Uma versão alternativa diz que Afrodite nasceu em uma concha e que dentro dela foi transportada na espuma do mar até Cítera.
Como deusa do amor, Afrodite teve muitas aventuras e filhos. Nenhum destes nasceu de seu casamento infeliz com Hefesto, deus do fogo. Muitas foram os filhos gerados por seu relacionamento com Ares, incluindo Eros, Phobos (Medo) e Harmonia, "aquela que reúne". De sua relação com Anquises nasceu Enéas, o herói de Troia, a quem o latino Virgílio atribuiu a fundação de Roma.
NATUREZA DUPLA
O culto de Afrodite no mundo clássico provavelmente tem raízes remotas. Acredita-se que na figura da deusa surgida da espuma do mar ecoa antigas mitologias orientais. Em particular, Afrodite é frequentemente assimilado a Ashtoret (ou Astarte), a Grande Mãe fenícia, adorada por todos os povos de língua semítica e ligada aos ritos de fertilidade e desejo. Como Astarte (e ainda mais como sua antecessora, a babilônica Ishtar), até mesmo Afrodite é de certa forma uma deusa de duas faces: por um lado benéfica, ligada aos rituais de amor, piedade e de maternidade; por outro lado, terrível, já que está ligada às forças mais escuras da Terra (daí a sua identificação em Esparta, em Chipre e na ilha de Cítera, com a deusa da guerra). Esta dualidade também se reflete na personalidade de Afrodite que emerge dos mitos: Se a maioria das histórias Afrodite é celebrada por sua beleza e sedução - tão irresistível a ponto de subjugar até mesmo seu pai Zeus - em outros casos, o seu poder sobre os outros assume forma brutal e vingativa. Como, por exemplo, Afrodite é considerada por muitos autores responsável pela morte de Hipólito, culpado apenas por ter se consagrado a Ártemis e não a ela.
No mito de Eros e Psiquê, de Ovídio, o ciúme da linda menina amada por seu filho induz Afrodite a submetê-la a todo tipo de tormento.
Também para a latina Vênus, que antes da influência grega era uma divindade secundária do panteão romano, a dualidade é um aspecto constitutivo de sua natureza. E no entanto, na cidade, a deusa do amor assume um valor político sem precedentes. Vênus, de fato, começa a ser venerada como a padroeira da gens Iulia (a família imperial) e como mãe de Enéias, o fundador de Roma. E, nessa capacidade, adquire o papel de protetora do império, uma função pública que nunca foi concedida à Afrodite grega.

____________

• [INSTRUÇÃO 1]: Extraia do texto sobre Afrodite, sem nenhuma alteração, a passagem que vai de "Uma versão alternativa" até "fundação de Roma.", inclusive.
• [INSTRUÇÃO 2]: Filtre as linhas abaixo e copie cada uma que contenha a palavra "house".

[Linhas retiradas de uma coleção]
____________

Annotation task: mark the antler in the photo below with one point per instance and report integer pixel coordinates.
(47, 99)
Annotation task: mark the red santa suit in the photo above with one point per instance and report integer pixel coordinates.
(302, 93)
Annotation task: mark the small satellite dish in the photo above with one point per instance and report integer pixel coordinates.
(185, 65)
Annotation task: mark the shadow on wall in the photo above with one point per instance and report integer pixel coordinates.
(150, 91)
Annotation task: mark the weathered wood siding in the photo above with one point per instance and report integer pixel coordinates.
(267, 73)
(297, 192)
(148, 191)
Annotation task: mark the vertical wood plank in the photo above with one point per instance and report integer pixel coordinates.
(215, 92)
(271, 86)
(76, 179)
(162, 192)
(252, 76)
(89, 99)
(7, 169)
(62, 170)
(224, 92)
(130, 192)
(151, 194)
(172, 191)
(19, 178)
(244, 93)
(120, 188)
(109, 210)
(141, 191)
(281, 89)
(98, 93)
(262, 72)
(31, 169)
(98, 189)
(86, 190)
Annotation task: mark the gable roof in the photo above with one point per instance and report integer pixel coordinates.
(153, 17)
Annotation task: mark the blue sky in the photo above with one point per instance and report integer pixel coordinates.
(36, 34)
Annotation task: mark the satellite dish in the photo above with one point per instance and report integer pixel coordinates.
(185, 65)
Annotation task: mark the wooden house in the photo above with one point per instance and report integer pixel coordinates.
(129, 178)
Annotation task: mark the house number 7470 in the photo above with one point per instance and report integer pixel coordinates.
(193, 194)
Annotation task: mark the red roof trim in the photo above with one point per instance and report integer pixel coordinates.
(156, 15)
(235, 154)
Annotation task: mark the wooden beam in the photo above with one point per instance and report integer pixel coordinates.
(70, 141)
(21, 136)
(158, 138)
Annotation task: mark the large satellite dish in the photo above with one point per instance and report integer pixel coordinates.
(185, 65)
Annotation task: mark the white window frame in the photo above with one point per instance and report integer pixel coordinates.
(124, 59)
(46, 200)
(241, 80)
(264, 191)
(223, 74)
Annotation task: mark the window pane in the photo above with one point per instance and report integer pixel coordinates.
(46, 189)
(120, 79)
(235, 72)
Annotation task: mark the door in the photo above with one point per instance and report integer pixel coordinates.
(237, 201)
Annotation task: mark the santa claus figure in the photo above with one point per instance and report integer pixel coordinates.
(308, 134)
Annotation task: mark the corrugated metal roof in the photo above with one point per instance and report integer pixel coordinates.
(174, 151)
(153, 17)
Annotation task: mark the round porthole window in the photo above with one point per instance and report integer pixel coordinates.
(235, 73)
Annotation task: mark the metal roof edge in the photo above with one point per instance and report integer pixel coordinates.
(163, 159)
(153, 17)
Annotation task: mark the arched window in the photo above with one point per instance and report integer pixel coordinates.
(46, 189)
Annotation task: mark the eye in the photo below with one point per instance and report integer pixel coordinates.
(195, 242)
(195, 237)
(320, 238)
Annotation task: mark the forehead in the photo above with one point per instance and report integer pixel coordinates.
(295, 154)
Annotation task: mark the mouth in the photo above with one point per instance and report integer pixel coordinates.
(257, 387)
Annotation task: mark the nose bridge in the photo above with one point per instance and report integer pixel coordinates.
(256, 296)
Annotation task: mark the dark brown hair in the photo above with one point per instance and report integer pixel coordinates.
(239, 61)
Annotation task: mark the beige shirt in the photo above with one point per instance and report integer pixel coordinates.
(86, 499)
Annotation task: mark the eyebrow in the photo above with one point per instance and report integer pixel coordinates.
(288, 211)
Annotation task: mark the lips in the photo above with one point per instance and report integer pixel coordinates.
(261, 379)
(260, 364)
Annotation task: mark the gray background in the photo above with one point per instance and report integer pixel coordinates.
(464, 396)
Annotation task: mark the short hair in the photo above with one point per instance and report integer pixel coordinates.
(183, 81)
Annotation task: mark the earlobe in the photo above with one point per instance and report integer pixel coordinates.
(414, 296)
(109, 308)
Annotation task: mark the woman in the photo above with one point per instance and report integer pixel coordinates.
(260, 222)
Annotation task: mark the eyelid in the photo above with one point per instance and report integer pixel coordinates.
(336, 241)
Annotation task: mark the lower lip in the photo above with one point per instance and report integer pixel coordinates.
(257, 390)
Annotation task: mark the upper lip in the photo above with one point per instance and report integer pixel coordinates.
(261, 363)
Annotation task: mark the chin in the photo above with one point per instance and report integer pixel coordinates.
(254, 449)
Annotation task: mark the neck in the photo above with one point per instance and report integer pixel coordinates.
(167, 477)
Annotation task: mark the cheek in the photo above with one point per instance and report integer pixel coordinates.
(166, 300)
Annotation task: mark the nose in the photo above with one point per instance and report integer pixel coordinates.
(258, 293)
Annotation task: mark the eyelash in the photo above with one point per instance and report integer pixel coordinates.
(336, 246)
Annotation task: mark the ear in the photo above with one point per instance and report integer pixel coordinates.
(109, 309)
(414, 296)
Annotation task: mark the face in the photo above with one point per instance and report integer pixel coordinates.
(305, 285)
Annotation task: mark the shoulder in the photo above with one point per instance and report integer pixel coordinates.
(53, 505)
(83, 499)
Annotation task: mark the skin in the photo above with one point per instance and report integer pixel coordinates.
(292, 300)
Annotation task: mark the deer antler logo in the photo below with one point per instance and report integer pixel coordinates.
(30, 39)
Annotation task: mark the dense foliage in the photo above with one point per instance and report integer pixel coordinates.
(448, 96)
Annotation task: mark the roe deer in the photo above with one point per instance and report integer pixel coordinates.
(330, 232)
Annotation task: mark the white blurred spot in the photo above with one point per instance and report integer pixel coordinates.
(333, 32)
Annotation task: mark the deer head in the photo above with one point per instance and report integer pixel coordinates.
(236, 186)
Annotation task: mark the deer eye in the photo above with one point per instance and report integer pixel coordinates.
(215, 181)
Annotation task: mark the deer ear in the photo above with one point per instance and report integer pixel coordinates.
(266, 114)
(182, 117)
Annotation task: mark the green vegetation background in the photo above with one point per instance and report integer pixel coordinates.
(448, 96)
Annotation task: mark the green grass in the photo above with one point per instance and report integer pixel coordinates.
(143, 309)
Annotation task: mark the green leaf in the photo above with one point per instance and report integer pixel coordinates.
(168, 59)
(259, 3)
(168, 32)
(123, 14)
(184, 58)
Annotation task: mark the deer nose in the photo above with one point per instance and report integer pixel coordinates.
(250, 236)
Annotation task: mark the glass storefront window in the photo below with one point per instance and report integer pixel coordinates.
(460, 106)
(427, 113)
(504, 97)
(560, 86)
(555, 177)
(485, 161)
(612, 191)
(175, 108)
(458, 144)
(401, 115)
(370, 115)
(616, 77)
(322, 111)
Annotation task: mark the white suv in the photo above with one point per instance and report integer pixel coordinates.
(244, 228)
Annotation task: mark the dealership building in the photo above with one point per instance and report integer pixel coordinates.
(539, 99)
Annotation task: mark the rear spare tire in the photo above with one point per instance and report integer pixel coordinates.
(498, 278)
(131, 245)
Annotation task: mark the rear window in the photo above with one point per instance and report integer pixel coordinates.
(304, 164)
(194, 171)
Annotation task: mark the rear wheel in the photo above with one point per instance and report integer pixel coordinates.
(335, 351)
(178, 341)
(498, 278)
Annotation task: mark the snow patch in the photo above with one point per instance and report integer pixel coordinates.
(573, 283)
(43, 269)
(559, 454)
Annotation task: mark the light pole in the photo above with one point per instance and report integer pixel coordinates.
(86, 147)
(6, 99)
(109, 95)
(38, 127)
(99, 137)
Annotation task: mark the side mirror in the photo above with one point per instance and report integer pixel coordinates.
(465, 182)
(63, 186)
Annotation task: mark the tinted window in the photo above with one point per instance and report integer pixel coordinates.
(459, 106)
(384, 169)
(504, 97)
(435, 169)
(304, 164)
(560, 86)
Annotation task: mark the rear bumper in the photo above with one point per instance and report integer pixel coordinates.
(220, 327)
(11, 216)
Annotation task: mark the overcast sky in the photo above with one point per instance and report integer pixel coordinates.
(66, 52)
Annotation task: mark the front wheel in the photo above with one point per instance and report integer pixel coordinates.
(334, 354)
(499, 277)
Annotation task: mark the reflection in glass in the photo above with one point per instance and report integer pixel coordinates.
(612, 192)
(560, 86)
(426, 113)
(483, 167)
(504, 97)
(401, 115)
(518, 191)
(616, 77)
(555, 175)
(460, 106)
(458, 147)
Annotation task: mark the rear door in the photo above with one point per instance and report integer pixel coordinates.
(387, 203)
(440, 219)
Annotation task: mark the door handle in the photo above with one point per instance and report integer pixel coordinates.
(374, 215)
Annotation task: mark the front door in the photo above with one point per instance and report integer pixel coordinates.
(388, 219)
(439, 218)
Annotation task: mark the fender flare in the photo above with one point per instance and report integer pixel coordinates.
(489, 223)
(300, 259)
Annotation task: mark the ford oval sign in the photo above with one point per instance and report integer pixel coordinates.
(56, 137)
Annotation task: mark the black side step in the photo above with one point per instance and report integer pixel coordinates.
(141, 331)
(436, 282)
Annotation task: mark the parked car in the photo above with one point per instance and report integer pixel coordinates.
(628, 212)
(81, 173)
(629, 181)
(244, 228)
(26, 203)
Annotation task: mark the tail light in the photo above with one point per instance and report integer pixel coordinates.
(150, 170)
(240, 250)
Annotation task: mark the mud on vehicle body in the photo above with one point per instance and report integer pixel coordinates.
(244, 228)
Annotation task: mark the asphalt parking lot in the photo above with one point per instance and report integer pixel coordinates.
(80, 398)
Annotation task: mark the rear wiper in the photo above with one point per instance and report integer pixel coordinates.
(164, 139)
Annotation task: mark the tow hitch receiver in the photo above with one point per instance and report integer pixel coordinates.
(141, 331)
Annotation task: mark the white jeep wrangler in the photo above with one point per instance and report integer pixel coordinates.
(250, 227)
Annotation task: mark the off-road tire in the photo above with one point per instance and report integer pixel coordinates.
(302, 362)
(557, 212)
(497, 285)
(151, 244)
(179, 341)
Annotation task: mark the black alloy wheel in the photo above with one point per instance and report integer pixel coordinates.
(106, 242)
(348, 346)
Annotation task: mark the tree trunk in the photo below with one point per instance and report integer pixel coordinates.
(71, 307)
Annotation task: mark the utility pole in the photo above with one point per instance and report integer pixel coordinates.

____________

• [RESOLUÇÃO COMENTADA 1]:
Uma versão alternativa diz que Afrodite nasceu em uma concha e que dentro dela foi transportada na espuma do mar até Cítera.
Como deusa do amor, Afrodite teve muitas aventuras e filhos. Nenhum destes nasceu de seu casamento infeliz com Hefesto, deus do fogo. Muitas foram os filhos gerados por seu relacionamento com Ares, incluindo Eros, Phobos (Medo) e Harmonia, "aquela que reúne". De sua relação com Anquises nasceu Enéas, o herói de Troia, a quem o latino Virgílio atribuiu a fundação de Roma.

• [RESOLUÇÃO COMENTADA 2]:
Annotation task: mark the wooden house in the photo above with one point per instance and report integer pixel coordinates.
Annotation task: mark the house number 7470 in the photo above with one point per instance and report integer pixel coordinates.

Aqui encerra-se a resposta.